start ITEMS
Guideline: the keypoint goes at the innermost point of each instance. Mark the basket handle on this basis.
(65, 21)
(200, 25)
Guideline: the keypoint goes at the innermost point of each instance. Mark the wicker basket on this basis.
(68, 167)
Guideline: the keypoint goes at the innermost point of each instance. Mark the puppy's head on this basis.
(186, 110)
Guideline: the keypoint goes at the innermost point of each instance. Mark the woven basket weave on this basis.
end ITEMS
start ITEMS
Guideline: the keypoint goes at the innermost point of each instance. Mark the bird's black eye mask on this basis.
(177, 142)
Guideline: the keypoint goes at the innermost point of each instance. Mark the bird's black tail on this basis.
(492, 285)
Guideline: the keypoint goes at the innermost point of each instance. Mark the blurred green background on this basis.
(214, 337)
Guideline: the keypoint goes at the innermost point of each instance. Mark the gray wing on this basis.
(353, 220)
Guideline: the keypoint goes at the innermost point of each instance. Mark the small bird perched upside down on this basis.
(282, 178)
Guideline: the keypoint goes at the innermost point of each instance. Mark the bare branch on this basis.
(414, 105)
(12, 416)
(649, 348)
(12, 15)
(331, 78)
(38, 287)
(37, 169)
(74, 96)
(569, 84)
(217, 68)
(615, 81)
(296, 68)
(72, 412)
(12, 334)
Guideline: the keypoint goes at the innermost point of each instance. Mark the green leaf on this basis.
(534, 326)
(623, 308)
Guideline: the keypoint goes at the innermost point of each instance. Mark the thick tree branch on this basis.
end ITEMS
_INSTRUCTION_
Arrange the material as a Markdown table with the columns Row and Line, starting with the line that contains "handle on this basis." and continuing through the line that contains "weave on this basis.". Number each row, and leave out any blank lines.

_RESPONSE_
| Row | Line |
|---|---|
| 1 | Guideline: the keypoint goes at the innermost point of each instance. Mark the basket handle on this basis. |
| 2 | (65, 21) |
| 3 | (200, 25) |
| 4 | Guideline: the keypoint goes at the innermost point of each instance. Mark the wicker basket on this basis. |
| 5 | (68, 167) |
| 6 | Guideline: the keypoint goes at the innermost point of each instance. Mark the puppy's head on this basis. |
| 7 | (186, 110) |
| 8 | Guideline: the keypoint goes at the innermost point of each instance. Mark the woven basket weave on this basis. |